# [WORK TO COMPLETE]
Format everything from the line containing "One dot per instance of the shirt collar" through the end of the material as a Markdown table with columns Row and Line, one numbered row per line, leaving out blank lines.

Coordinate annotation records
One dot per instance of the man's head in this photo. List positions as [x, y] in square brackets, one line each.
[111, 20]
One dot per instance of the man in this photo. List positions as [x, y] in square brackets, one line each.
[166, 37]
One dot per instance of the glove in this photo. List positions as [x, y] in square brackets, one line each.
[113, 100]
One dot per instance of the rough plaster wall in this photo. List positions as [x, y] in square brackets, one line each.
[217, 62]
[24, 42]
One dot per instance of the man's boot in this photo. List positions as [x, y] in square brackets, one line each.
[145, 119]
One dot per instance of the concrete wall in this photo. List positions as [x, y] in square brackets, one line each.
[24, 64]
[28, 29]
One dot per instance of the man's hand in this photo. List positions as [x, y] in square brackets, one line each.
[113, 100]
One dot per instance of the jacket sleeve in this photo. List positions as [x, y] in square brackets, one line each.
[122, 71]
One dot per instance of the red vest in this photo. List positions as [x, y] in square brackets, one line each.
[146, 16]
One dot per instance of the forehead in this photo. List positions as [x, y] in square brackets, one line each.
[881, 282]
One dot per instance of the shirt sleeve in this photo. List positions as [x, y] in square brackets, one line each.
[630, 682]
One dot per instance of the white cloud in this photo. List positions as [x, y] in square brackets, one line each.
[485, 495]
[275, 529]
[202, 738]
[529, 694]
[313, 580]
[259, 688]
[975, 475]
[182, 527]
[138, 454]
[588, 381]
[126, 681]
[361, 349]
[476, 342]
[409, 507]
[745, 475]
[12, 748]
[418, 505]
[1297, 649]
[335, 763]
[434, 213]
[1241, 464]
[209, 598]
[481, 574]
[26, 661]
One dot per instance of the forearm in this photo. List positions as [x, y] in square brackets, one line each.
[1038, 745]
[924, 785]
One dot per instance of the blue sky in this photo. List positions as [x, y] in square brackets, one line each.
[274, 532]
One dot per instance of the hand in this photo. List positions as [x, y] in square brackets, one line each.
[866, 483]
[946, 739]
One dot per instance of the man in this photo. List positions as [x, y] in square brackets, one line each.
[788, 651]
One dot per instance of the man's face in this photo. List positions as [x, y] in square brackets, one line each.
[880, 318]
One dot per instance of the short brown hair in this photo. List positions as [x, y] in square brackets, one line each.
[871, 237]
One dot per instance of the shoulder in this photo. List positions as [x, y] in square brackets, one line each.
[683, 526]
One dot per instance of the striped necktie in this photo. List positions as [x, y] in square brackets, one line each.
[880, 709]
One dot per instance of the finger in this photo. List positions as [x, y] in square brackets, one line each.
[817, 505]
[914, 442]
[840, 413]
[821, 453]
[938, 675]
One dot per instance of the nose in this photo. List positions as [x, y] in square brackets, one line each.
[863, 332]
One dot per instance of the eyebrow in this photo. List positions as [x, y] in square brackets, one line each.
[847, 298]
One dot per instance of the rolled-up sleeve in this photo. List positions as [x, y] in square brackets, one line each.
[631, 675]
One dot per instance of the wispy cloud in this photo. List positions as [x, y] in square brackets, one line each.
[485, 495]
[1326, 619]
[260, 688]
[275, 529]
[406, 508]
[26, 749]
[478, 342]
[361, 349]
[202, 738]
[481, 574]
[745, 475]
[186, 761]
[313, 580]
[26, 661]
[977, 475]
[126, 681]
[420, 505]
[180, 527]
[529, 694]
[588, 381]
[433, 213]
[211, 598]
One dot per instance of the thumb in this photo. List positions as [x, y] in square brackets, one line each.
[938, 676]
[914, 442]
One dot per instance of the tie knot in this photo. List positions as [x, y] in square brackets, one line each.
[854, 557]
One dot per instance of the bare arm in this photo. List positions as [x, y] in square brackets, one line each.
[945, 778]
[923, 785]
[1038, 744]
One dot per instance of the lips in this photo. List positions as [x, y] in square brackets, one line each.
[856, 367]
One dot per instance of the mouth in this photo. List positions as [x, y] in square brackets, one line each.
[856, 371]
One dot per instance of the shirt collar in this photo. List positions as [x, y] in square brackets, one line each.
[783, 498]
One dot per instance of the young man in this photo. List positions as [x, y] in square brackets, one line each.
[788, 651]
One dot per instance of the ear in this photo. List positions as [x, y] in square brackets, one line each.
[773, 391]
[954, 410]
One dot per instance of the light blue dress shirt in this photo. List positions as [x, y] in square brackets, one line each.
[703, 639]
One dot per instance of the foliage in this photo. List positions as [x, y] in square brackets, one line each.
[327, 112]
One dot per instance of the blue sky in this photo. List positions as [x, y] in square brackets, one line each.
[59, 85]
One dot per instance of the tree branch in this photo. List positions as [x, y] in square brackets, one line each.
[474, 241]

# [THE REPLY]
| Row | Line |
|---|---|
| 1 | One dot per instance of the shirt collar in this photo. List positions as [x, y] in square brackets, one line each. |
| 2 | [783, 498] |
| 3 | One dot per instance of the young man in this photo. List positions as [x, y] in square brackets, one line each. |
| 4 | [788, 651] |
| 5 | One dot per instance of the ear in this photo. List positions as [x, y] in square brackets, one line each. |
| 6 | [773, 391] |
| 7 | [954, 410] |
| 8 | One dot per instance of the light blue dress shirt in this photo. List positions as [x, y] in square brackets, one line each. |
| 9 | [703, 639] |
| 10 | One dot per instance of the foliage in this photo. List positions as [x, y] in square brackets, one line each. |
| 11 | [327, 112] |
| 12 | One dot per instance of the blue sky in this photo. List positions as [x, y] in square brackets, one line each. |
| 13 | [59, 85] |
| 14 | One dot per instance of the tree branch in this photo. List positions as [x, y] in square brackets, one line each. |
| 15 | [474, 241] |